**WHAT YOU NEED TO DO**
Could you render each line of the material below as a JSON list of strings, one string per line, leaving out any blank lines?

**DATA TO PROCESS**

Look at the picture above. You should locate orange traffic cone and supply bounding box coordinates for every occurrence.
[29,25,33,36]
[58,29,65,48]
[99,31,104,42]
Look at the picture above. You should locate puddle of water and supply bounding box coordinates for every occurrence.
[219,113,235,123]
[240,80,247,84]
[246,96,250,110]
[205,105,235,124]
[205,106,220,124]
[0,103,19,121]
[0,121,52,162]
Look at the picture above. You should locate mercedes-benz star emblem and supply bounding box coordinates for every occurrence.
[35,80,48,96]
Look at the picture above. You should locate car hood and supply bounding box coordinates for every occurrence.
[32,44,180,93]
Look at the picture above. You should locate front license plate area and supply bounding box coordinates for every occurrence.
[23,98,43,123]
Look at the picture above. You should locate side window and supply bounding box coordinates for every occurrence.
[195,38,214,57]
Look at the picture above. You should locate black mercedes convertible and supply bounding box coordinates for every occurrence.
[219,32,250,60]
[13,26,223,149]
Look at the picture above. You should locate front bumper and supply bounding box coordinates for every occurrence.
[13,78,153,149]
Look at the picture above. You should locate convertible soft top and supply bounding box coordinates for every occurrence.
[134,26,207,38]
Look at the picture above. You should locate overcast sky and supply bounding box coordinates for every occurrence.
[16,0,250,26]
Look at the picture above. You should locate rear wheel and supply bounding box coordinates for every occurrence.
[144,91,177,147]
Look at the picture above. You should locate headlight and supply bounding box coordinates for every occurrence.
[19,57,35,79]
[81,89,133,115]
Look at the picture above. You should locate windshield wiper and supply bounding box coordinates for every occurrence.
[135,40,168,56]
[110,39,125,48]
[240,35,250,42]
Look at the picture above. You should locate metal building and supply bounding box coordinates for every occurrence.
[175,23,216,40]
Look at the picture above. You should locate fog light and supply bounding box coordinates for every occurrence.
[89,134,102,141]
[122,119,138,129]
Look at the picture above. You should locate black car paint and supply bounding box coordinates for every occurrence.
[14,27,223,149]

**RESPONSE BELOW**
[
  "Look at the picture above. You should locate orange traffic cone and supply bounding box coordinates for every occurrence.",
  "[29,25,33,36]",
  "[58,29,65,48]",
  "[99,31,104,42]",
  "Look at the picture above. You should locate puddle of water and supply bounding box coordinates for every occurrence.",
  "[219,113,235,123]",
  "[240,80,247,84]",
  "[246,96,250,110]",
  "[205,105,235,124]",
  "[205,106,220,124]",
  "[0,103,19,121]",
  "[0,121,52,162]",
  "Look at the picture above. You should locate mercedes-benz star emblem and supply bounding box coordinates for every occurrence.",
  "[35,80,48,96]",
  "Look at the picture above. You should locate car hood and supply bounding box coordinates for every occurrence.",
  "[32,44,180,93]",
  "Look at the picture above. You should locate front license plate area and supply bounding box coordinates for every occurrence.",
  "[23,98,43,123]",
  "Look at the picture above. You should locate side window and supply bounding box coordinates for every occurrence.",
  "[195,38,214,57]",
  "Look at the picture above. You should locate black mercedes convertible and supply bounding box coordinates for every occurrence.",
  "[219,32,250,60]",
  "[13,26,223,149]",
  "Look at the picture above. You should locate front bumper and supply bounding box coordinates for every occurrence.",
  "[13,78,153,149]",
  "Look at the picture above. You should locate convertible soft top and supply bounding box coordinates for every occurrence.",
  "[134,26,207,38]",
  "Look at the picture above. You should locate overcast sky and supply bounding box coordinates for every occurrence.",
  "[16,0,250,26]",
  "Look at the picture above. You should locate rear wheel and supply bounding box coordinates for every occurrence.",
  "[144,91,177,147]",
  "Look at the picture above. You should locate headlight and supply bounding box coordinates for every occurrence.",
  "[19,57,35,79]",
  "[81,89,133,115]",
  "Look at the picture above. You should locate windshield wiper and supply bounding box coordinates for every occurrence.",
  "[135,40,168,56]",
  "[110,39,125,48]",
  "[240,35,250,42]",
  "Look at the picture above. You should locate metal building and supply bounding box coordinates for every occurrence.",
  "[175,23,216,40]",
  "Look at the picture above. You should locate fog light and supply bounding box coordinates for every occurrence.",
  "[89,134,102,141]",
  "[122,119,138,129]",
  "Look at the picture above. You should locate black car paint and supply bounding box coordinates for every occurrence.",
  "[14,27,223,149]"
]